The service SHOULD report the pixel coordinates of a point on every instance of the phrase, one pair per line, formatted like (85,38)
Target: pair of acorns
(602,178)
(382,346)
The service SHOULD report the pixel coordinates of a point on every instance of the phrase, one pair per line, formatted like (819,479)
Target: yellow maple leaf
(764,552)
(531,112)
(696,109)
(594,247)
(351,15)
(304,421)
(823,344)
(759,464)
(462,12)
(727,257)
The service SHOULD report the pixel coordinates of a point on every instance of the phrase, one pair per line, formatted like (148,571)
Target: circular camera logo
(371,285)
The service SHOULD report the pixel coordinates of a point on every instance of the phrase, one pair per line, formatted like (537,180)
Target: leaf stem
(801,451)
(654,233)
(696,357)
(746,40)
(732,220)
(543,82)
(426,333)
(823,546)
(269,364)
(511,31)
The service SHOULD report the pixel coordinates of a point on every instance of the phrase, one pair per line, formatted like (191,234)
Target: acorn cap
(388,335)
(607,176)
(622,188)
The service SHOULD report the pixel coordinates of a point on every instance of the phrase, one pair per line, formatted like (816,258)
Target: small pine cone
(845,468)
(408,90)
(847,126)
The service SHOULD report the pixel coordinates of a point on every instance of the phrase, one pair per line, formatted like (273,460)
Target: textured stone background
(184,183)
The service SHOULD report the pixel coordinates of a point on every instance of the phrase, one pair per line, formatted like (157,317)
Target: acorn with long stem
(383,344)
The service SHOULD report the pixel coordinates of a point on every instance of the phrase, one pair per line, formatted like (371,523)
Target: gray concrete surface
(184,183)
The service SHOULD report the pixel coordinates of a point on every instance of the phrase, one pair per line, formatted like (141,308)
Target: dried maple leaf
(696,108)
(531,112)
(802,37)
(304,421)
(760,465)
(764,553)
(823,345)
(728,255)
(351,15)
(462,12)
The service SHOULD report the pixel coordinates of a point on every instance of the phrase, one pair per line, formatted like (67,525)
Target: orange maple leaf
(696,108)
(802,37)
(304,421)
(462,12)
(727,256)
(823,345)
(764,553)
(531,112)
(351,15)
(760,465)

*PROMPT*: Quote the data above from the line containing "formatted like (371,523)" to the line containing "formatted like (67,525)", inclusive, and stop.

*EXPECTED ANSWER*:
The service SHOULD report the pixel coordinates of a point on every instance of the phrase, one pair per line, formatted like (371,523)
Target: gray concrete surface
(184,183)
The service SHOULD report the pixel coordinates of a point on every instance of the phrase, one pair per line, formatted like (141,308)
Target: dried maple leaf
(696,108)
(531,112)
(802,37)
(304,421)
(760,465)
(764,553)
(823,345)
(728,255)
(351,15)
(462,12)
The service SHOULD report the pixel coordinates of a point on every instance of the phrase, one pair per line, formatted like (67,525)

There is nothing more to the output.